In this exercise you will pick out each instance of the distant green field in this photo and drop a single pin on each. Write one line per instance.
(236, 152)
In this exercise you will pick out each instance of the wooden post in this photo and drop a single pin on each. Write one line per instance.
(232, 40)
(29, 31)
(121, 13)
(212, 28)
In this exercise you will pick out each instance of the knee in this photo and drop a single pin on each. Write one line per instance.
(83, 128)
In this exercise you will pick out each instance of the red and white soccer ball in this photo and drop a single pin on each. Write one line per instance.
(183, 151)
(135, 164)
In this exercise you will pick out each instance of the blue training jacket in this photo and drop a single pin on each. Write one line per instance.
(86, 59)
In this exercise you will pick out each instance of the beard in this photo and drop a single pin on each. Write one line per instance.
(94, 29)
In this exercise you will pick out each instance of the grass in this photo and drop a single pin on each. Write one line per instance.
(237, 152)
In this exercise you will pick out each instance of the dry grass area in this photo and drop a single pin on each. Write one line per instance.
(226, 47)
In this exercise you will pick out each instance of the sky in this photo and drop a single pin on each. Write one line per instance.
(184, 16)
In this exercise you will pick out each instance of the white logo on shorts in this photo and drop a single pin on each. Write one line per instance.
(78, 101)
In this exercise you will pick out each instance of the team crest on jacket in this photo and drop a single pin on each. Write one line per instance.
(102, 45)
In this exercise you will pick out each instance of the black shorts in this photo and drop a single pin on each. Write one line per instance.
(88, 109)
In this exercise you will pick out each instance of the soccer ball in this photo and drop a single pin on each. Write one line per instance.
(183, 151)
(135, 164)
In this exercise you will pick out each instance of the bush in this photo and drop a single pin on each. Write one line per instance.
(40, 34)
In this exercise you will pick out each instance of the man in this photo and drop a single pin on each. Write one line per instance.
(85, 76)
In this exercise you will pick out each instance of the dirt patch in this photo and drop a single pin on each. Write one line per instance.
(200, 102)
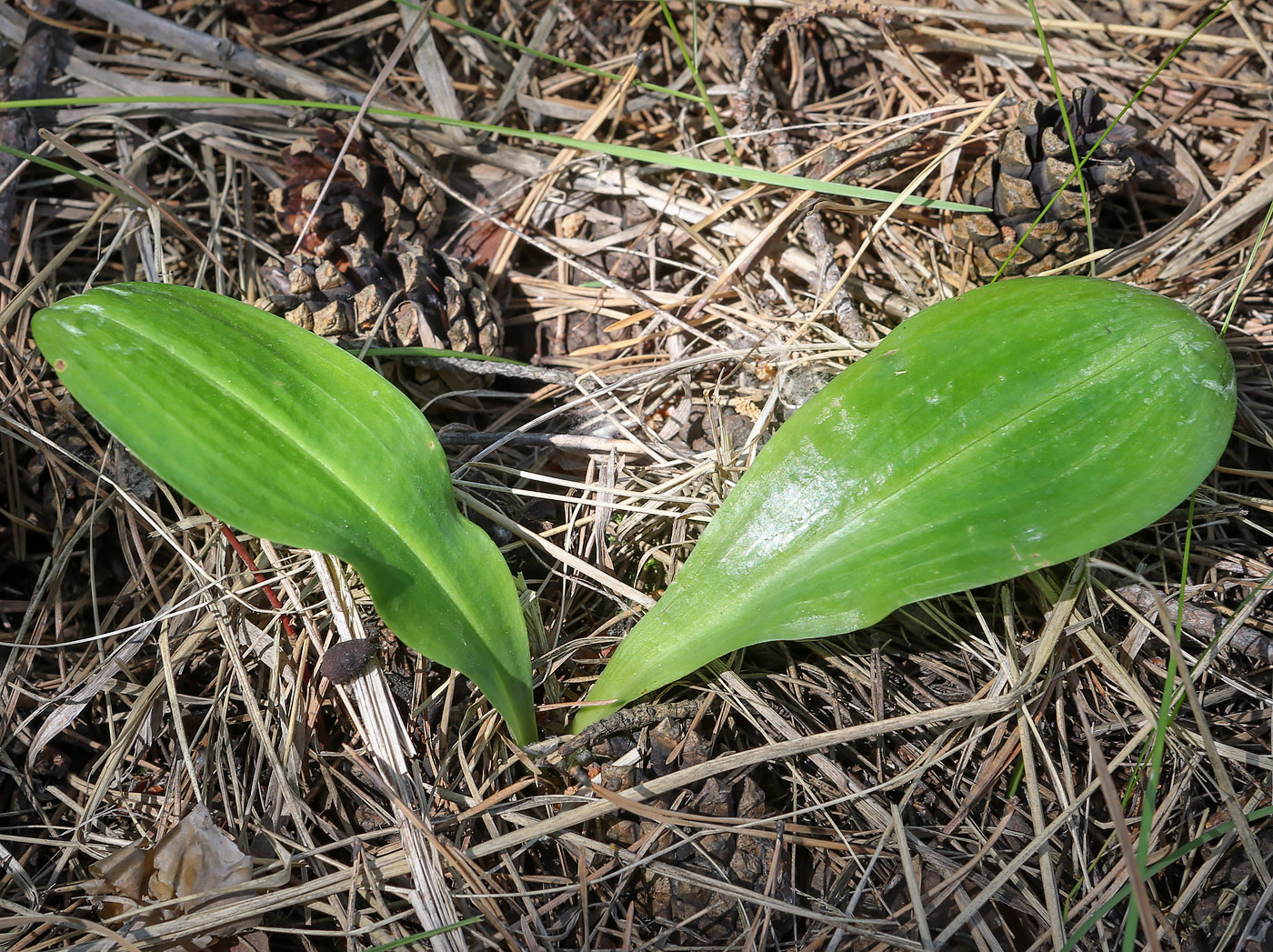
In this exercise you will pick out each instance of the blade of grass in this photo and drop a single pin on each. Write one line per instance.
(1155, 868)
(544, 55)
(429, 935)
(66, 171)
(693, 63)
(1118, 118)
(1069, 131)
(689, 163)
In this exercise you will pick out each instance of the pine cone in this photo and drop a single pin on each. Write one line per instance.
(745, 859)
(442, 303)
(1028, 171)
(382, 195)
(368, 247)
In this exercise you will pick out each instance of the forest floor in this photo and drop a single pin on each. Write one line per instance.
(1014, 767)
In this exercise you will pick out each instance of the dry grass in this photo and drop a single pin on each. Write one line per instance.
(969, 774)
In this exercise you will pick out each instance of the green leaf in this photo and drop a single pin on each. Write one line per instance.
(1017, 426)
(286, 436)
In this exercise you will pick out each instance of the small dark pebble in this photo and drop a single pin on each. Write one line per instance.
(346, 661)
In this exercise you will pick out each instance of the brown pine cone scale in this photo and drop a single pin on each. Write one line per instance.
(1030, 171)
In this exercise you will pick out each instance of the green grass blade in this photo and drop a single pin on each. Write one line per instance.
(284, 436)
(744, 174)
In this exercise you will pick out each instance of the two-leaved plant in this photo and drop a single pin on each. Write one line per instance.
(286, 436)
(1017, 426)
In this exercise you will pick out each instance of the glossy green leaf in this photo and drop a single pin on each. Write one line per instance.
(1016, 426)
(286, 436)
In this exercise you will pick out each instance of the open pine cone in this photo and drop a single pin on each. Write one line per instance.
(1028, 171)
(366, 251)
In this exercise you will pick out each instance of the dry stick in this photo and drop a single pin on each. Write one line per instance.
(611, 104)
(385, 733)
(18, 127)
(218, 51)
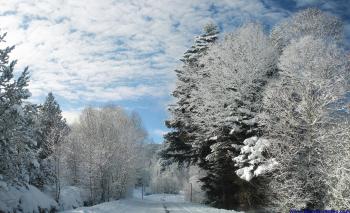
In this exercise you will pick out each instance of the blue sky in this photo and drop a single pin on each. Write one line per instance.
(93, 53)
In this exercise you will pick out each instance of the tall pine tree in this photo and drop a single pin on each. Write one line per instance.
(17, 148)
(179, 141)
(53, 130)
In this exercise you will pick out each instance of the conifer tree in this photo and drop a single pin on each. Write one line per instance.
(16, 145)
(178, 142)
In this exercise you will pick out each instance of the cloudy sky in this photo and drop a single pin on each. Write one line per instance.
(123, 52)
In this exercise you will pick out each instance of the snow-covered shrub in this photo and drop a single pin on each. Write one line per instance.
(167, 180)
(25, 199)
(195, 185)
(70, 198)
(251, 161)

Aim of the exercise:
Could you please write out the entries exactly as they are, with every picture left out?

Output for this task:
In this exercise you will pick out each instance of the distant green field in this photo and drop a single pin on each. Write one line per instance.
(236, 152)
In this exercise you will pick out each instance of the wooden post in this photo and drop a single pin on each. Write one line per instance.
(232, 40)
(29, 31)
(121, 13)
(212, 28)
In this exercise you will pick out each instance of the knee in this photo and drop a single pin on each. Write one line per instance.
(83, 128)
In this exercise you will pick out each instance of the red and white soccer ball in this photo and drop a single pin on each. Write one line per instance.
(183, 151)
(135, 164)
In this exercise you will pick out each instance of the blue training jacket in this photo and drop a single pin on each. Write one line per instance.
(86, 59)
In this exercise you will pick out each instance of the beard in this photo and drop a single pin on each. Write one line per instance.
(94, 29)
In this exercise you will pick out each instance of the grass in this photo and drop a single pin on each. Write one line per instance.
(237, 152)
In this exercise you will pick out each instance of the dry grass area in this photo and drop a single pin on each. Write one line per instance.
(226, 47)
In this exercise you will pick out each instance of the sky in this photo and drop a single pin on each. Write one line per instance.
(184, 16)
In this exercise you will pick out each instance of the white logo on shorts in this photo and drop a single pin on each. Write one line per instance.
(78, 101)
In this exercise you will pick out each instance of the team crest on jacket in this photo and drop a single pin on each. Write one line per instance.
(102, 45)
In this exercise you will pick out each instance of the black shorts in this photo and drop a single pin on each. Write one line per instance.
(88, 109)
In this exercise you will pick out each instance of the soccer ball in this photo and drop a single pin on each. Write one line per instance.
(183, 151)
(135, 164)
In this exercise you will pick out each instance of the bush in this photo and drop a single pin on each. Write one line per instance.
(40, 34)
In this exercise you will pick out each instance of the man in this photo and drop a single pin on each. Write one line per instance.
(85, 76)
In this exercise you will pick out each instance of the dirt patch in this photo and drop a single pin on each. Write one line per instance.
(200, 102)
In this exercise you will pick out each instance of the blade of grass in this photo and drop a single pin on each. Write one line per instance.
(1155, 868)
(544, 55)
(429, 935)
(66, 171)
(693, 63)
(1118, 118)
(1069, 131)
(689, 163)
In this exercise you will pick out each instance of the pine cone in this photo and drop a single pin on each. Write one line per instance.
(745, 859)
(442, 303)
(1028, 171)
(382, 195)
(368, 247)
In this exercise you will pick out each instance of the forest floor in this photo and drop a single pin on each. Write one line per instance.
(1014, 767)
In this exercise you will pick out each instance of the dry grass in this photo and drop a single pin on each. Write one line per instance.
(969, 774)
In this exercise you will pick out each instance of the green leaf in this photo and drop a single pin on each. Write one line per instance.
(1017, 426)
(286, 436)
In this exercise you will pick out each instance of the small dark pebble in this photo and drop a single pin on each. Write one line per instance.
(346, 661)
In this exercise you will pick out each instance of the brown pine cone scale in this photo and drop a single pin on each. Write one line per instance.
(1030, 171)
In this exercise you will pick out each instance of the green grass blade in this photo and drop a single pin on each. Write one line per instance.
(284, 436)
(744, 174)
In this exercise you will pick out each instance of the two-leaved plant in this photo and drop a single pin on each. Write one line per instance.
(286, 436)
(1017, 426)
In this exercise you will pick out each instance of the glossy green leaf in this photo and drop a single pin on each. Write one line per instance.
(1016, 426)
(286, 436)
In this exercise you will pick out each instance of the open pine cone in this photo and drop a single pin on each. Write one line per instance.
(1028, 171)
(366, 251)
In this exercise you will pick out each instance of the dry stick in this photo and drop a single pin on each. Write one line per instance.
(611, 104)
(385, 733)
(18, 127)
(218, 51)
In this exercise you will pick out each instance of the blue sky in this photo and drop a single pin on each. Write one line per instance.
(93, 53)
In this exercise you will pick out each instance of the tall pine tree in this photo and drop a single pin on each. Write one line per instance.
(17, 148)
(179, 141)
(53, 130)
In this exercise you will pick out each instance of the conifer tree in this photo and drop a single pin on each. Write one line per instance.
(16, 145)
(178, 142)
In this exercise you will pick out each instance of the cloudy sky in this photo and drop a single pin on each. Write one line per instance.
(123, 52)
In this exercise you will pick out each instance of the snow-covered shrub in this photo and drop a single pin on each. Write one line per instance.
(167, 180)
(25, 199)
(195, 185)
(70, 198)
(251, 161)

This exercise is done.